**WHAT NEEDS TO BE DONE**: Convert the rows below, from the start of the rows through the line containing "x=785 y=367", into a numbered list and omit any blank lines.

**Point-based annotation data**:
════════════════════

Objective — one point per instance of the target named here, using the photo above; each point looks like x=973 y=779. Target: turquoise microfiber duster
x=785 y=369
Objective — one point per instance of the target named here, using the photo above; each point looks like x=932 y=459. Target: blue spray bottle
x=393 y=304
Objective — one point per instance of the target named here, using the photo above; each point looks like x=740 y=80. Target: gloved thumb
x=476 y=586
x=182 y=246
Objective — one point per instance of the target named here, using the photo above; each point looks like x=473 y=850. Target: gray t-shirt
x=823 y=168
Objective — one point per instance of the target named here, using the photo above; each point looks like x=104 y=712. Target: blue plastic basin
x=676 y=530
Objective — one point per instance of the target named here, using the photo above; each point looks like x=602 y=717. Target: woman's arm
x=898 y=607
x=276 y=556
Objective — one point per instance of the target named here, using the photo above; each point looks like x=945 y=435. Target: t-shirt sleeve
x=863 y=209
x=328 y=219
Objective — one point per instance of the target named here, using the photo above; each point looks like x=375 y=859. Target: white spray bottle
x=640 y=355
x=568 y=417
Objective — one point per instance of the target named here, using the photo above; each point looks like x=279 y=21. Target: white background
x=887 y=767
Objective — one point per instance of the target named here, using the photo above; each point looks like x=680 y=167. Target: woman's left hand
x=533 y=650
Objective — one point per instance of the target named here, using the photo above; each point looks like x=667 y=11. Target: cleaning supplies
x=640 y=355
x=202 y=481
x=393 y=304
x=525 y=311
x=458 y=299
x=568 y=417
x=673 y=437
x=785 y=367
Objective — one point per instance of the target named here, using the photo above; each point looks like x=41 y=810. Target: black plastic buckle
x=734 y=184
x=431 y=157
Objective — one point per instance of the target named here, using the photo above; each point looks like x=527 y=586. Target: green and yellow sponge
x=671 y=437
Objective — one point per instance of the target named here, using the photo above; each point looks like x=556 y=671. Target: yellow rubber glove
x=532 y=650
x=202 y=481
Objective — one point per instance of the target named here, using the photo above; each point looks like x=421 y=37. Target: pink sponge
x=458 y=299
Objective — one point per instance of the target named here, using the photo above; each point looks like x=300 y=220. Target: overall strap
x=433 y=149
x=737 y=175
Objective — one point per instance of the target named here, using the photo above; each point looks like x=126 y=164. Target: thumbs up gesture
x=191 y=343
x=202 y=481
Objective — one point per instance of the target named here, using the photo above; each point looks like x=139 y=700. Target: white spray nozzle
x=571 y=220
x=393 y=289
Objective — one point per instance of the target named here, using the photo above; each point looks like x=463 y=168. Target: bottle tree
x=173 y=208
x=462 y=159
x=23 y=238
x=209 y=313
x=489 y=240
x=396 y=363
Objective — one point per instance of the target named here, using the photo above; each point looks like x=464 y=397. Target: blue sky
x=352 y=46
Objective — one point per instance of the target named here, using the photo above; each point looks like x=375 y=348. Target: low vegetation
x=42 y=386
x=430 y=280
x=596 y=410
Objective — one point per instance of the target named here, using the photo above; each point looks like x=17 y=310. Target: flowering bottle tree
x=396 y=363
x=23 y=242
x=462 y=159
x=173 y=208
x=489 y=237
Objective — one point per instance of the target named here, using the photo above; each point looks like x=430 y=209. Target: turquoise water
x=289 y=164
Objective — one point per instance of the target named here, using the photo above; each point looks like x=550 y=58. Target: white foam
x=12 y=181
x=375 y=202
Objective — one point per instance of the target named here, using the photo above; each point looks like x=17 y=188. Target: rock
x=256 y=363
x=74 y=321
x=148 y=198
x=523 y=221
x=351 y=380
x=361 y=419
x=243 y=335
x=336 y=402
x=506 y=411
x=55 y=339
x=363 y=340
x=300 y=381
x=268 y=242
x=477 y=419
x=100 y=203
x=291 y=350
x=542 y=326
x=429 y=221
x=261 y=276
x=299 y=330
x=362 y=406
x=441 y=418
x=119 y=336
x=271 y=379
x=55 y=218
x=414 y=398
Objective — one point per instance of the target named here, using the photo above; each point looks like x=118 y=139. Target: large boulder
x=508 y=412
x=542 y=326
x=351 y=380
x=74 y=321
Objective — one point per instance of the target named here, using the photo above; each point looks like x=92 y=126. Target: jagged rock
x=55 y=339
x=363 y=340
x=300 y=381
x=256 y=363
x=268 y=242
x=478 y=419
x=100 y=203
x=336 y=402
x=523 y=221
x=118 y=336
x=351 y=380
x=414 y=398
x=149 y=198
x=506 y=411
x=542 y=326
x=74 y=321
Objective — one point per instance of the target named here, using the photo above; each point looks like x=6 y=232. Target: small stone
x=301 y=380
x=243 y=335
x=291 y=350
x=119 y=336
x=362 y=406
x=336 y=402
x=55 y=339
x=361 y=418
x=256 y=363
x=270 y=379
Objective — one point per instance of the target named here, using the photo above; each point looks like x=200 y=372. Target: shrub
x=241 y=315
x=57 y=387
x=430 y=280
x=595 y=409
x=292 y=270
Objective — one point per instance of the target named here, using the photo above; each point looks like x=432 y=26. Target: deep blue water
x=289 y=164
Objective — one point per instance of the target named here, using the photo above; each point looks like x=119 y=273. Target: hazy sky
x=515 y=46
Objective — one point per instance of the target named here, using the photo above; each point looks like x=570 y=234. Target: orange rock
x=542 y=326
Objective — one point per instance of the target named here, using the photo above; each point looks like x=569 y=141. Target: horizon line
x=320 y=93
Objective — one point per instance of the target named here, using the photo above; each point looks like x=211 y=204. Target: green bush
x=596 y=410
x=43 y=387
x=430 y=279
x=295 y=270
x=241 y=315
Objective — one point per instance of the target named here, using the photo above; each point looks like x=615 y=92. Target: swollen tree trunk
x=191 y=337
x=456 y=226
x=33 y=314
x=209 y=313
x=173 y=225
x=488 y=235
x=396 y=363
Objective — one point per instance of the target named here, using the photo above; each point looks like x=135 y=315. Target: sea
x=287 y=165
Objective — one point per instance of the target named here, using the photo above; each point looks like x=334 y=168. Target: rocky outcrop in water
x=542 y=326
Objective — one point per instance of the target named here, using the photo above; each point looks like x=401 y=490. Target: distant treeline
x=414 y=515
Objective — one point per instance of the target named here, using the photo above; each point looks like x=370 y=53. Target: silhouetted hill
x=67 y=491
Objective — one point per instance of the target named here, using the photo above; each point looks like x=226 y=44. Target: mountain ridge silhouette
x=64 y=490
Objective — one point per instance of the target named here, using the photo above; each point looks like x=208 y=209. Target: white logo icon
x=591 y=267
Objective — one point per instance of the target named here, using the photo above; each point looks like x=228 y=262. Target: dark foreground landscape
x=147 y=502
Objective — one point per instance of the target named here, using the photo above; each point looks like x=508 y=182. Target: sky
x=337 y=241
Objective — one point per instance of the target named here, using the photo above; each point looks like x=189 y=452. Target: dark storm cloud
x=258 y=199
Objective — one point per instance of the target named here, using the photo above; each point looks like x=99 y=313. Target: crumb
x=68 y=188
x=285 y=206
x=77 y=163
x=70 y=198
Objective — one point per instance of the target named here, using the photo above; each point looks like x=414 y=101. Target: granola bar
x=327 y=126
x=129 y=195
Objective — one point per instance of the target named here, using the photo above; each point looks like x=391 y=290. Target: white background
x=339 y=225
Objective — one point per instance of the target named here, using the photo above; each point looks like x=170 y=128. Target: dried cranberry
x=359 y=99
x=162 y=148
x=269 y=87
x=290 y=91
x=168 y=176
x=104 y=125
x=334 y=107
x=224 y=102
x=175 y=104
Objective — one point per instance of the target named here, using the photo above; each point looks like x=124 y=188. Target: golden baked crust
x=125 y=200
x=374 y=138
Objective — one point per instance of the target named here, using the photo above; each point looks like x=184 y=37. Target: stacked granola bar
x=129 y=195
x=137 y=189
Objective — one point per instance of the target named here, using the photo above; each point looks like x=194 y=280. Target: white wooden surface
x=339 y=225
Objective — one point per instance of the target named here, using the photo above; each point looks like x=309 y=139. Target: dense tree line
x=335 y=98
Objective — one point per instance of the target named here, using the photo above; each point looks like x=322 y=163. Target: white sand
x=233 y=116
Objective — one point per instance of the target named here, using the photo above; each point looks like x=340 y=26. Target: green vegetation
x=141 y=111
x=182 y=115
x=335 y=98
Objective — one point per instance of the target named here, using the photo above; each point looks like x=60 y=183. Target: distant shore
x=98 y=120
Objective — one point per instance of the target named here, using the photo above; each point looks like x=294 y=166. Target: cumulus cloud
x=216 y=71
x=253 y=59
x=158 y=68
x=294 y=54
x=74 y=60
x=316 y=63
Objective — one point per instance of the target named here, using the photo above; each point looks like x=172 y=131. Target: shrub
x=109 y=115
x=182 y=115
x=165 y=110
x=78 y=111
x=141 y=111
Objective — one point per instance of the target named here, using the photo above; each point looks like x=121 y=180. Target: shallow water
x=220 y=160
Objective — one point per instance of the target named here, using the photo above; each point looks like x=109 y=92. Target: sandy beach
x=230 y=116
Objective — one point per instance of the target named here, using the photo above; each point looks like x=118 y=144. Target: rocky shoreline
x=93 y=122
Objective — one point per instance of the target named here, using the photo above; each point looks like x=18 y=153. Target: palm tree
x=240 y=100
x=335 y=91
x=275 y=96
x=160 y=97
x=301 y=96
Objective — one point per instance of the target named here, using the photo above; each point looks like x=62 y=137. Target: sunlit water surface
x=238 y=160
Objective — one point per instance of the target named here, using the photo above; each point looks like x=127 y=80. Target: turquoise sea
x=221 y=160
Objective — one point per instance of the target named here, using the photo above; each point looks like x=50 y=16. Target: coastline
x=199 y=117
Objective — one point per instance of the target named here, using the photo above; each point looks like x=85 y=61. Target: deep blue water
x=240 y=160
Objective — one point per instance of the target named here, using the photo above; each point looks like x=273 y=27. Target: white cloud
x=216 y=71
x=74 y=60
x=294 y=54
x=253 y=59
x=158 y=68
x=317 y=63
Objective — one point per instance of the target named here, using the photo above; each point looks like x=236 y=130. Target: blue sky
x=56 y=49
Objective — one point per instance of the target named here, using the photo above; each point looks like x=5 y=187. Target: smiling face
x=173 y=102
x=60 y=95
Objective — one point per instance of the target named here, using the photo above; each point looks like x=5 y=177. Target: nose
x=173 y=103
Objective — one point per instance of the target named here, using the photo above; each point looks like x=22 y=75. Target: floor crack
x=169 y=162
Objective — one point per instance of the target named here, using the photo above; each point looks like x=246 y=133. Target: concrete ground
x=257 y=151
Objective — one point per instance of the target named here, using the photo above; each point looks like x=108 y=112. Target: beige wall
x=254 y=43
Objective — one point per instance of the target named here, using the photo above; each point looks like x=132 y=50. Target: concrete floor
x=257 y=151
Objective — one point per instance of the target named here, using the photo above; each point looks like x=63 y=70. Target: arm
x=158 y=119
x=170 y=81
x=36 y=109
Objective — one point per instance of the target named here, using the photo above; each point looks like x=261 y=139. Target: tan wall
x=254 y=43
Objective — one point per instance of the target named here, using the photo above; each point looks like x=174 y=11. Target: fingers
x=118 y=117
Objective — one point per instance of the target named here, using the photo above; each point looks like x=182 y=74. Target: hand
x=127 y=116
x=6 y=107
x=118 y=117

════════════════════

**RIGHT ANSWER**:
1. Objective — one point per instance of the target named here, using the photo above; each point looks like x=973 y=779. Target: turquoise microfiber duster
2. x=785 y=369
3. Objective — one point per instance of the target named here, using the photo above; each point looks like x=932 y=459. Target: blue spray bottle
4. x=393 y=304
5. Objective — one point per instance of the target named here, using the photo above; each point looks like x=740 y=80. Target: gloved thumb
6. x=476 y=586
7. x=182 y=246
8. Objective — one point per instance of the target named here, using the photo above; each point looks like x=473 y=850. Target: gray t-shirt
9. x=823 y=168
10. Objective — one point per instance of the target named here, using the photo above; each point looks like x=104 y=712. Target: blue plastic basin
11. x=676 y=530
12. Objective — one point per instance of the target named here, using the photo above; each point looks like x=602 y=717. Target: woman's arm
13. x=898 y=607
14. x=276 y=556
15. Objective — one point per instance of the target named here, using the photo above; each point looks like x=945 y=435. Target: t-shirt sleeve
16. x=863 y=209
17. x=328 y=219
18. Objective — one point per instance of the target named here, using the photo above; each point looks like x=375 y=859. Target: white spray bottle
19. x=640 y=355
20. x=568 y=417
21. Objective — one point per instance of the target named here, using the photo above; each point looks like x=279 y=21. Target: white background
22. x=887 y=767
23. Objective — one point per instance of the target named here, using the photo above; each point looks like x=680 y=167. Target: woman's left hand
24. x=533 y=650
25. Objective — one point per instance of the target named here, using the photo above; each point looks like x=667 y=11. Target: cleaning supplies
26. x=640 y=355
27. x=202 y=481
28. x=393 y=304
29. x=525 y=311
30. x=458 y=299
31. x=568 y=417
32. x=673 y=437
33. x=785 y=367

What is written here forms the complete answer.